▶ **Prompt**
Go through the lines below and copy any that hold the string "curled".

Referring expression data:
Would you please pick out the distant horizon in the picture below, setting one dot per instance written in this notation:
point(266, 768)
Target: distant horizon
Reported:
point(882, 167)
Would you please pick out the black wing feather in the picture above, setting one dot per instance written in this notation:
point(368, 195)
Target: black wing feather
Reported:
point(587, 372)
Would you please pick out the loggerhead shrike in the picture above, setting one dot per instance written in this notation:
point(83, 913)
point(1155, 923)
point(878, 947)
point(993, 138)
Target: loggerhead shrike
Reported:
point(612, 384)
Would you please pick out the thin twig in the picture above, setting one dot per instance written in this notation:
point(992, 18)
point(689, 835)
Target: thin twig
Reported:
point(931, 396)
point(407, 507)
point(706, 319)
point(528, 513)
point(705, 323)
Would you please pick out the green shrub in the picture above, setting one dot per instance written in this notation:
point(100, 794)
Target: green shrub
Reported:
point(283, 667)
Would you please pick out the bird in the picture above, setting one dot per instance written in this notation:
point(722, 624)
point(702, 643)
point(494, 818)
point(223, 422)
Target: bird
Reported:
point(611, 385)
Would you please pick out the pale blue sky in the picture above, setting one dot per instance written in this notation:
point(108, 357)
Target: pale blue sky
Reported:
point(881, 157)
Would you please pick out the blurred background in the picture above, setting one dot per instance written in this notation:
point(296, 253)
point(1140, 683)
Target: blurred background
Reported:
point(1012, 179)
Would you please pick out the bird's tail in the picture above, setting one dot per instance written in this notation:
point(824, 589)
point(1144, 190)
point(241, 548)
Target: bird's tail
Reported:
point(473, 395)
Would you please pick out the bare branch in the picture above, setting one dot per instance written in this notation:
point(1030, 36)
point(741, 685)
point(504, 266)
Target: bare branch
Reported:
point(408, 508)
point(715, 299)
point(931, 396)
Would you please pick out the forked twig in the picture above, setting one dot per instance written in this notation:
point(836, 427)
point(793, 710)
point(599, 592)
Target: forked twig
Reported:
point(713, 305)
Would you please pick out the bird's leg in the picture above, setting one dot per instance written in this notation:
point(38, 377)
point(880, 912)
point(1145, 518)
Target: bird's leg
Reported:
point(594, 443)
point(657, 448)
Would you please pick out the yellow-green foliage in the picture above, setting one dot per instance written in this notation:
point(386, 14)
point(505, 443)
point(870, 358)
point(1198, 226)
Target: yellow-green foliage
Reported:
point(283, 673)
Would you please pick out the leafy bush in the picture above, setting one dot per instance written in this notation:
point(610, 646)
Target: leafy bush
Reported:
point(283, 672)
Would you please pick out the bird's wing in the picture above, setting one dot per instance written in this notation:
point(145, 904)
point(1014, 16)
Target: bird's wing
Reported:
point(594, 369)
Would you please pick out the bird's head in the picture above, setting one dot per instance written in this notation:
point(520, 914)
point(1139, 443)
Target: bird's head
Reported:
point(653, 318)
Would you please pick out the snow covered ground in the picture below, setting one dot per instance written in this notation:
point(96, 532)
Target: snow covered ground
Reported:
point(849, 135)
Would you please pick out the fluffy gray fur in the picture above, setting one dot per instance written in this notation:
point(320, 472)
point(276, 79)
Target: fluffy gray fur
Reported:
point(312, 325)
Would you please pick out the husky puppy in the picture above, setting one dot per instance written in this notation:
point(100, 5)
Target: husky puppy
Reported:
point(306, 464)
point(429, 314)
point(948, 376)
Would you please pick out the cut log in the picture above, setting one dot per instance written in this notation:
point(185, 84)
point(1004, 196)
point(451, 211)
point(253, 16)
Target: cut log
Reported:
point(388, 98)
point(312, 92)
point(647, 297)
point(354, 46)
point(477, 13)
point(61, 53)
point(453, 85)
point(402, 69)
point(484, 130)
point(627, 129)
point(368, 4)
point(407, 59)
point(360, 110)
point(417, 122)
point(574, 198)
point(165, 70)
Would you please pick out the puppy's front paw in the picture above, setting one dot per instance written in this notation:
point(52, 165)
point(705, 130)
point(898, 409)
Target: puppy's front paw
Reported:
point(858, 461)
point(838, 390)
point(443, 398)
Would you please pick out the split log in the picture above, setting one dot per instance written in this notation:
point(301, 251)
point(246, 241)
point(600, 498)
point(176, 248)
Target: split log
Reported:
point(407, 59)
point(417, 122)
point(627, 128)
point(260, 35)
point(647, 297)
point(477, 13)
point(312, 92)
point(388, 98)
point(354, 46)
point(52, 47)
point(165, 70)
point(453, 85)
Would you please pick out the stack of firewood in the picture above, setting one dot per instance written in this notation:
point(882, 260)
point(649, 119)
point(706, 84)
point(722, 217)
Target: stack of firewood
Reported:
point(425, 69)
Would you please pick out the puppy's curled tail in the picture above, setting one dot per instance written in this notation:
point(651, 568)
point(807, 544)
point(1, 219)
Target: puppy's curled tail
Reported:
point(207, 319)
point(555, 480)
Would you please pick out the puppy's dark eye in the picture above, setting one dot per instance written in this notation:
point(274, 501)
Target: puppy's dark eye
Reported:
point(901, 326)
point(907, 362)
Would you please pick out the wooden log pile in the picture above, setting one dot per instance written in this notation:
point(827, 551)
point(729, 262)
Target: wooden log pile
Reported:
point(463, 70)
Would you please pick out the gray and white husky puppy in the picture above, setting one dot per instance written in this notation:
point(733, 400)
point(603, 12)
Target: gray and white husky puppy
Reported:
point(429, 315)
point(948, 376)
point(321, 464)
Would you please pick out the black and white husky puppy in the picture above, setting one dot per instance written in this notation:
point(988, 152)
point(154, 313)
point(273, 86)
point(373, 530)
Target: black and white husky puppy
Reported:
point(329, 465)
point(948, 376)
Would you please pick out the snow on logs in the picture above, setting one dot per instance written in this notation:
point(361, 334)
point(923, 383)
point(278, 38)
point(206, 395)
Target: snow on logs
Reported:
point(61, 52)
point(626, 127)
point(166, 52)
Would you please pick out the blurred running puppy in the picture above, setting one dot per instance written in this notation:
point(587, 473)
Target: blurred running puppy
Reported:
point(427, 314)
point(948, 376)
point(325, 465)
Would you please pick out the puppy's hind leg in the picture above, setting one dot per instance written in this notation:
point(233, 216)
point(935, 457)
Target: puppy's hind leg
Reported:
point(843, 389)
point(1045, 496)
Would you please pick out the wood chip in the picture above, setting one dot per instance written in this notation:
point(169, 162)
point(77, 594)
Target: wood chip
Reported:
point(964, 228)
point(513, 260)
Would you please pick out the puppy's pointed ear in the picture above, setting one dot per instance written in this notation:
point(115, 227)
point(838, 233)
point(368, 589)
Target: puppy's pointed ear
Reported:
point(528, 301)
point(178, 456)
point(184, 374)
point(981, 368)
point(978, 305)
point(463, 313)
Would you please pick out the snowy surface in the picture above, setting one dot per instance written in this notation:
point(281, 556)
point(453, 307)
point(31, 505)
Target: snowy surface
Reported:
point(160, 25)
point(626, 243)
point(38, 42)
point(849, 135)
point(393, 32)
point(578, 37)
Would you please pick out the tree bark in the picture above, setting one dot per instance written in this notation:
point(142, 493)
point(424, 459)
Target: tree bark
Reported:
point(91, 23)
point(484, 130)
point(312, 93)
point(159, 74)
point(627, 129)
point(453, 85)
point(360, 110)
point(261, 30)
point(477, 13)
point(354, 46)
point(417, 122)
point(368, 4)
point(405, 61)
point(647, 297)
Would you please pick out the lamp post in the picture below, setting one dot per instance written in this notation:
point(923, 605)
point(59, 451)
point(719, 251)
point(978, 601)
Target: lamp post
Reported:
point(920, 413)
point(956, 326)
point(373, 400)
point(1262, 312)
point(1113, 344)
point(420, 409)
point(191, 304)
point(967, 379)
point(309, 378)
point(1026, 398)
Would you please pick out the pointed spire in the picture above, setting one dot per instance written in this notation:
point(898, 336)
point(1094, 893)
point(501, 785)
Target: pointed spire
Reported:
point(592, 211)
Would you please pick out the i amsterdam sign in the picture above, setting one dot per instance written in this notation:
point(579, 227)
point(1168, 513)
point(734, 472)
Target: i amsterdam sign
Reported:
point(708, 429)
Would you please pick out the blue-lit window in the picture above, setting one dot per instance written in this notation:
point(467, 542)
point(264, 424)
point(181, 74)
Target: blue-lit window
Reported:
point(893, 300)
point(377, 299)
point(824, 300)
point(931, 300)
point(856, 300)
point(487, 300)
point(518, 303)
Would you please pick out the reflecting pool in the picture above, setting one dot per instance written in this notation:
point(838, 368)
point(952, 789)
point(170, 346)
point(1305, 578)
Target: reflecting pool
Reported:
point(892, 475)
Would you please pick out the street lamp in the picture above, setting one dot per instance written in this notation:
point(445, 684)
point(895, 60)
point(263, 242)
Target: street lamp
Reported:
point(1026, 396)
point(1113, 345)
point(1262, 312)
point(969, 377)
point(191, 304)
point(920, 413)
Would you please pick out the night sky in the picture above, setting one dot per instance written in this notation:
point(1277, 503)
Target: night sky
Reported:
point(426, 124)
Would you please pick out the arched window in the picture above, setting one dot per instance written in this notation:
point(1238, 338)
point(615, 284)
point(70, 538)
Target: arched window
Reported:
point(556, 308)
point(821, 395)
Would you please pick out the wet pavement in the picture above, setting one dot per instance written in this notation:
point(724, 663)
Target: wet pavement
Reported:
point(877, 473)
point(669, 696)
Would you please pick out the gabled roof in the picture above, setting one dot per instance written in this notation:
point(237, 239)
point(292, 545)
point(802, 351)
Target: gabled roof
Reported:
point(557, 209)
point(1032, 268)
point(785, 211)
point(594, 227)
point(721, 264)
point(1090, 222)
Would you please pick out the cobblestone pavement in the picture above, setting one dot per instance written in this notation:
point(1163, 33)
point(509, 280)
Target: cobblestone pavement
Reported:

▶ **Exercise solution**
Would you please pick out the puppy's curled tail in the picture above, setting one dot per instance written in this notation:
Target: puppy's curled tail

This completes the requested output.